Top of AVAILABLE DATA
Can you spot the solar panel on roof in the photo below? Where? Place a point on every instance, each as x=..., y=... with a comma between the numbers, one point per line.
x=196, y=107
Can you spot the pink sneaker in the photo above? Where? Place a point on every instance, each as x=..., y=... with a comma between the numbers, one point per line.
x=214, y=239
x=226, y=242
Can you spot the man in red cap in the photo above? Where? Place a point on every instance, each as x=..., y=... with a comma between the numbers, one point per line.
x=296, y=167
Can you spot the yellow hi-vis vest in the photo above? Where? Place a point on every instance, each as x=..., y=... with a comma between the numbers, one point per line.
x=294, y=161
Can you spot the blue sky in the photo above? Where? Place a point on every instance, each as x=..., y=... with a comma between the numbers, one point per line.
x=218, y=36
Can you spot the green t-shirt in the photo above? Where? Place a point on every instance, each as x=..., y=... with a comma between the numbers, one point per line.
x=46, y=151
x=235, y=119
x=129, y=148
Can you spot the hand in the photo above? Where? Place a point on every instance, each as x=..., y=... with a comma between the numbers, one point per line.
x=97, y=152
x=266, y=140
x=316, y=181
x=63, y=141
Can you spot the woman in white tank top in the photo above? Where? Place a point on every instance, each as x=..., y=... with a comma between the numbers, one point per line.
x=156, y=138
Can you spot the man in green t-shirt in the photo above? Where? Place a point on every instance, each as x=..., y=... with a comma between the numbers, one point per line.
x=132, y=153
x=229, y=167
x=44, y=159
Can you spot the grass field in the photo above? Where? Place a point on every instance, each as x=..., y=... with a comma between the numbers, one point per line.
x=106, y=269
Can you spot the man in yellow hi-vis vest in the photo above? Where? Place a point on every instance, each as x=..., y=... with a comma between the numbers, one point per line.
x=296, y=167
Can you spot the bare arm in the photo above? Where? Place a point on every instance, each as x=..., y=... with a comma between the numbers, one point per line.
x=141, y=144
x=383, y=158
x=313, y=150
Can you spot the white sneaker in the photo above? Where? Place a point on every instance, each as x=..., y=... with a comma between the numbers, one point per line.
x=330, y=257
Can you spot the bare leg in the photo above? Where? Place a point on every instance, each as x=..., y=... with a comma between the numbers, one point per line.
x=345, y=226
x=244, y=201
Bottom of AVAILABLE DATA
The answer should be exactly the lines from the one that contains "Can you spot the woman" through the end of the entries, both ends included, and nothing besides.

SOLVED EXERCISE:
Can you spot the woman in white tank top in the photo above? Where? Place a point on every instance, each as x=..., y=... with a comma between the numbers, one point per line.
x=156, y=138
Can you spot the man in green t-shirt in the photo above? Where? Place a point on every instance, each as x=..., y=... with a comma between the numbers, one point per line.
x=132, y=153
x=229, y=167
x=44, y=159
Can you spot the grass field in the photo above? Where? Place a point on every instance, each as x=..., y=... with a comma between the numbers, one point per line.
x=106, y=269
Can you spot the man in yellow hi-vis vest in the photo above? Where? Place a point on every instance, each as x=..., y=... with a comma between the numbers, one point per line.
x=296, y=167
Can you spot the bare arm in the photo above? Where? Place a point on every instance, each as x=..., y=... with a comma between the numbers, one point per line.
x=141, y=144
x=383, y=158
x=313, y=150
Can you spot the white sneaker in the photo above? Where? Place a point on every instance, each as x=..., y=... with a comma between the numbers, one point per line.
x=330, y=257
Can you spot the bare leg in the photo above? Where? Place a point on every instance, each as x=..., y=... with a comma between the numbers, one point per line.
x=345, y=226
x=244, y=201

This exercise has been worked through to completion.